Available data START

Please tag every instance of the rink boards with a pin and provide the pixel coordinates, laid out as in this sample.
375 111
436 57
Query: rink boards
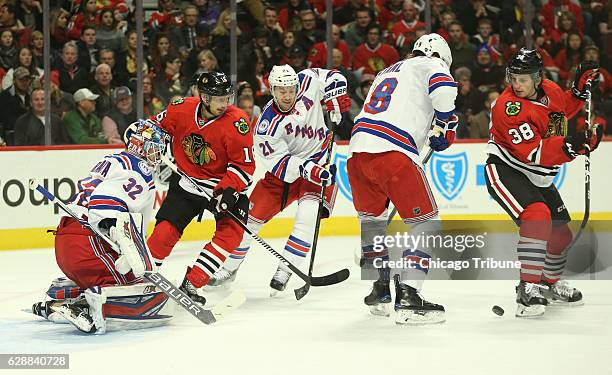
456 177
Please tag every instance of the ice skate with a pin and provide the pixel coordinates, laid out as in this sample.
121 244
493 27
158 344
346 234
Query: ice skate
188 288
77 314
411 308
529 299
562 294
279 281
379 298
223 277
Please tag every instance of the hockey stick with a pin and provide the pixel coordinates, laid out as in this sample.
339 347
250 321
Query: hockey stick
330 279
182 299
301 292
587 167
394 210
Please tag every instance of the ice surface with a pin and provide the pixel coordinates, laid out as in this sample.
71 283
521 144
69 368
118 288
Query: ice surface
329 331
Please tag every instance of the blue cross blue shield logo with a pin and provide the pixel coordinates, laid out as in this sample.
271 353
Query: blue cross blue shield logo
342 176
449 173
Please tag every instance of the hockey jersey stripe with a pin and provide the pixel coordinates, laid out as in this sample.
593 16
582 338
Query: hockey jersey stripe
281 167
386 131
433 87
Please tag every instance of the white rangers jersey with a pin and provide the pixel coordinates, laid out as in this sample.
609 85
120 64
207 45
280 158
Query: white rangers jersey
119 183
399 109
286 141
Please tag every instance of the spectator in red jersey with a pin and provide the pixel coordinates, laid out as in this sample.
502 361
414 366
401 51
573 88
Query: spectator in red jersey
355 32
552 10
318 53
569 56
486 36
87 15
403 32
373 56
59 28
166 18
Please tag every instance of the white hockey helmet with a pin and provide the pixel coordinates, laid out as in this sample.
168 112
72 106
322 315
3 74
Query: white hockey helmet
432 43
283 76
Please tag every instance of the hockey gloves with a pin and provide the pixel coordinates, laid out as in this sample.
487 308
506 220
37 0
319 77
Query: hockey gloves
337 106
317 174
576 145
444 133
587 71
228 199
223 200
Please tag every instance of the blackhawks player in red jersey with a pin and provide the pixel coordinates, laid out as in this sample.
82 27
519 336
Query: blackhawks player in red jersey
212 143
528 144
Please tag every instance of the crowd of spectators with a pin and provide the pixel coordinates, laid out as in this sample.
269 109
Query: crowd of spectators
93 54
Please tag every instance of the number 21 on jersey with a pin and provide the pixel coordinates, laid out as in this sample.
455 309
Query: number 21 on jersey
381 96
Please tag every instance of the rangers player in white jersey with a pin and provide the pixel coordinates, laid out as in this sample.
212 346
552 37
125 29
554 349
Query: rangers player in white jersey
116 198
384 165
292 140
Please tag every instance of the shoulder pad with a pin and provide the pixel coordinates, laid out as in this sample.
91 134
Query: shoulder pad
177 101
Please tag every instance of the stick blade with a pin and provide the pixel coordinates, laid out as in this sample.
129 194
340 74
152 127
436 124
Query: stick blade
302 291
334 278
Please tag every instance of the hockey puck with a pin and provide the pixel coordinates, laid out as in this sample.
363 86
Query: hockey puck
497 310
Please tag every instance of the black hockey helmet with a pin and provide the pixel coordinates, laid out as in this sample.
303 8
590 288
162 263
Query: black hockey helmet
526 61
215 84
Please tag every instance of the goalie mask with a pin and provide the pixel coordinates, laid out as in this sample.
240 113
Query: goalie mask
283 76
146 140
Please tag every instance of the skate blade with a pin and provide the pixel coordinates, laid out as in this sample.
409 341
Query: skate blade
80 322
534 311
419 317
560 303
380 309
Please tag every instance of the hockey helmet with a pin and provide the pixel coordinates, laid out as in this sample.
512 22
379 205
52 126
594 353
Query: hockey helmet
283 76
432 43
146 140
526 61
215 84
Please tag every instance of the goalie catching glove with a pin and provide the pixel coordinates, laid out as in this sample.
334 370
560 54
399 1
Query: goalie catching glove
318 174
134 256
577 144
443 133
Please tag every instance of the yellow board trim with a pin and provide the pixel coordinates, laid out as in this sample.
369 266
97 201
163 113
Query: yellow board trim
34 238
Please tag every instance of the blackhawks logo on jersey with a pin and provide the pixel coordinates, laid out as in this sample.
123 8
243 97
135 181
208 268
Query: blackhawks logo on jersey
242 126
513 108
197 150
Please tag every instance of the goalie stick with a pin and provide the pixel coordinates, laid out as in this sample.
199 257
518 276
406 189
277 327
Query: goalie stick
334 278
223 308
303 290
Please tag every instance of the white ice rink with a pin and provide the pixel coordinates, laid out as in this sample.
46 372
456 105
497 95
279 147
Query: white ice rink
329 332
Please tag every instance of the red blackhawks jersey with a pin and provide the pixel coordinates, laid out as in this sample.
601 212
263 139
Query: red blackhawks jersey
520 132
217 153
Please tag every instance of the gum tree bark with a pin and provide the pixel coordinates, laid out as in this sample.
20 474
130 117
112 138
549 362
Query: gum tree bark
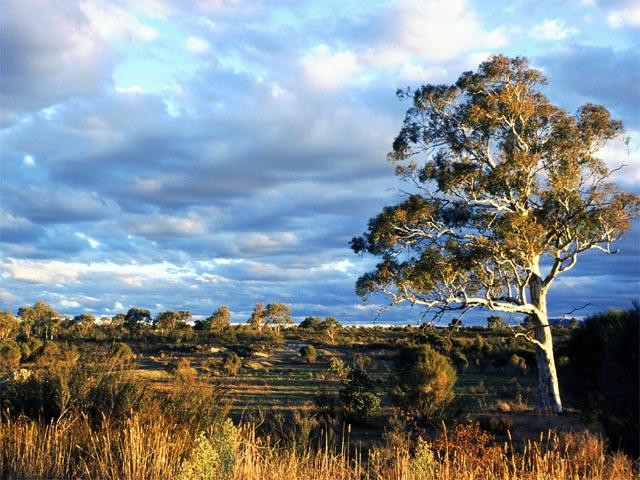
504 193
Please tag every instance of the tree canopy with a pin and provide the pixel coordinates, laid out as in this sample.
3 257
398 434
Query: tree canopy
506 191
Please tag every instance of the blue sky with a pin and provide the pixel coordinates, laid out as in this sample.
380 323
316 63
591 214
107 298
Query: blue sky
190 154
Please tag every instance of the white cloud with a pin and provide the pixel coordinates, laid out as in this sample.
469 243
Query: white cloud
113 23
625 16
133 89
327 70
618 152
278 92
197 45
59 272
441 30
552 29
168 226
93 243
418 73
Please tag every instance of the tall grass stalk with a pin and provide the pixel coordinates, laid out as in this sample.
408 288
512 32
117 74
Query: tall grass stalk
157 448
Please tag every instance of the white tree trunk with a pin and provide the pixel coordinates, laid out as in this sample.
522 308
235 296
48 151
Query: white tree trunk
548 387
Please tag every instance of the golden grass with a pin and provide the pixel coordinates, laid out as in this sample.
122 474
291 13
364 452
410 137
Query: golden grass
156 448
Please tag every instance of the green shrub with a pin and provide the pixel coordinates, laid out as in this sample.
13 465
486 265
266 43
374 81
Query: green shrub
460 361
9 355
232 364
602 375
621 387
308 353
424 382
424 463
358 397
214 456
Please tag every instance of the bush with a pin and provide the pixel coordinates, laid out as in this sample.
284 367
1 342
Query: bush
358 397
621 387
214 456
518 364
308 353
9 356
232 364
424 382
602 375
460 361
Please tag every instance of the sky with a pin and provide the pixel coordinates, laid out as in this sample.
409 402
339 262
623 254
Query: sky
189 154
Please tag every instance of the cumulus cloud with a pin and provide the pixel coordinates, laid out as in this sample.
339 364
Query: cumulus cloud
628 15
329 70
197 45
552 29
239 174
440 30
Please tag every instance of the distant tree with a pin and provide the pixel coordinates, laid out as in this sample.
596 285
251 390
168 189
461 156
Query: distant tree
604 373
83 323
508 192
9 326
424 381
496 322
136 317
310 323
278 314
330 326
232 364
9 355
258 316
41 319
308 353
170 320
219 319
118 319
358 396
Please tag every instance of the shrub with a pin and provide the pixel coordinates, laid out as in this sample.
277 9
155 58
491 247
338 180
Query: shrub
308 353
232 364
9 355
460 361
518 364
621 388
358 397
603 371
214 456
424 463
424 381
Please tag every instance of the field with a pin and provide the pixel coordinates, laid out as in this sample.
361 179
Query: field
168 395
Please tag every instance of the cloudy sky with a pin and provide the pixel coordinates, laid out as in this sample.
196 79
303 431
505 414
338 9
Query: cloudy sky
188 154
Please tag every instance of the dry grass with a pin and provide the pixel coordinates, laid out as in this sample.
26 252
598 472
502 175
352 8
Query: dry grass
156 448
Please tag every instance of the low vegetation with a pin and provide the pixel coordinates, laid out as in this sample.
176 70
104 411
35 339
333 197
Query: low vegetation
164 399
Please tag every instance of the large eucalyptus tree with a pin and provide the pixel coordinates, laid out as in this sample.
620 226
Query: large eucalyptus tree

Available data END

Instructions for the task -
Copy each line above that has the word "eucalyptus".

Solution for this problem -
Please tag every instance of the large eucalyptus tree with a pin and provide the pixel coordinates, laid out as in this sample.
Query: large eucalyptus tree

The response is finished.